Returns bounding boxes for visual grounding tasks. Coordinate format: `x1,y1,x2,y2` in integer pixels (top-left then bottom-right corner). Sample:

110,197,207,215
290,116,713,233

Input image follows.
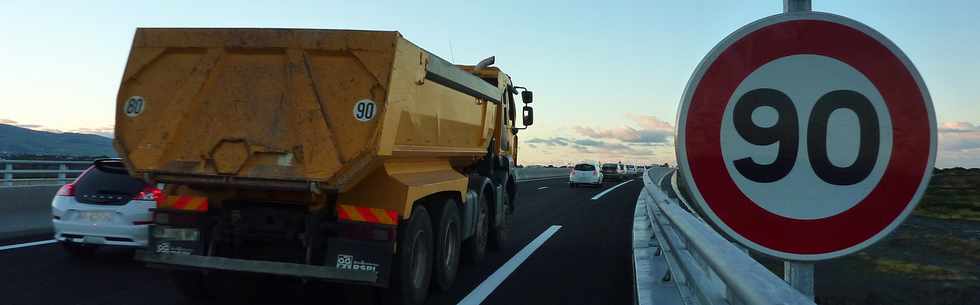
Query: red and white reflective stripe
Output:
158,196,208,212
337,204,398,225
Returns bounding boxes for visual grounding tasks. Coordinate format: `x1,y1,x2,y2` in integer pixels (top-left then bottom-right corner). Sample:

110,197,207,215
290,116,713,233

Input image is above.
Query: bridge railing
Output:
633,171,814,305
0,160,92,187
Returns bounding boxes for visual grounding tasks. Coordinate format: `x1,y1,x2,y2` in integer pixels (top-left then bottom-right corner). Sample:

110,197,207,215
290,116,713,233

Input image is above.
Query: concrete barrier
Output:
0,186,59,238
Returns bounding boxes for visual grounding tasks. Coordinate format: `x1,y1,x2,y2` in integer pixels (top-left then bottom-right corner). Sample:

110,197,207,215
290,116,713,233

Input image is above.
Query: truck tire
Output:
463,194,490,264
426,199,462,291
488,190,511,251
382,205,432,305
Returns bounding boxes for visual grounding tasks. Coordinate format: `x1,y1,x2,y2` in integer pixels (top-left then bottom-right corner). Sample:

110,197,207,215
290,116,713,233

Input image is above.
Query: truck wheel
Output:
463,191,490,264
427,199,461,291
489,194,511,250
382,205,432,305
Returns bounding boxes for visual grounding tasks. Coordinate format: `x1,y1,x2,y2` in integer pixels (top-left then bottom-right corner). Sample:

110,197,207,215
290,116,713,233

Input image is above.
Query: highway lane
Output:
0,173,656,305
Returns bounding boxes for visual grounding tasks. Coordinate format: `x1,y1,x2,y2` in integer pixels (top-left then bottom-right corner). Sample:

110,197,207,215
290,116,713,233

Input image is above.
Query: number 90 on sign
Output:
721,55,892,219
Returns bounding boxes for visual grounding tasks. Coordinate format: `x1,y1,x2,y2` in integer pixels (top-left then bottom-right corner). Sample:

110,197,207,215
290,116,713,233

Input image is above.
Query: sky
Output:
0,0,980,167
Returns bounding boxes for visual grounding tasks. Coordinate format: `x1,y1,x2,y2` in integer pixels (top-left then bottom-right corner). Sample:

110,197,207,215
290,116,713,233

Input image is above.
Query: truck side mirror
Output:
524,105,534,126
521,90,534,104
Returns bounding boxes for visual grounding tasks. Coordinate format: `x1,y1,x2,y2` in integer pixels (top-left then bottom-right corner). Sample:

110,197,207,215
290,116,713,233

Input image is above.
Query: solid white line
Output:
0,239,58,251
456,225,561,305
592,179,633,200
517,175,568,183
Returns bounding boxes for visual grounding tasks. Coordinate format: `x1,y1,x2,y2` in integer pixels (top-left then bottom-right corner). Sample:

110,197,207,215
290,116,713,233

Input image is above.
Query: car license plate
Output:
78,211,112,223
149,226,203,254
153,226,201,241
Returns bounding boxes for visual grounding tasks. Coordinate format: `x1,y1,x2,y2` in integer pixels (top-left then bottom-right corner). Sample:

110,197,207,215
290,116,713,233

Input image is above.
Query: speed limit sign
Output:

━━━

**Directions for this task:** Gather every line in the records above that contains the string "Query", and list those lines in the order they appear.

**Problem solution:**
Query: red and white reflective stripe
Query: bridge railing
Query: concrete barrier
Query: truck tire
Query: truck wheel
Query: highway lane
Query: number 90 on sign
Query: sky
Query: truck side mirror
Query: solid white line
Query: car license plate
Query: speed limit sign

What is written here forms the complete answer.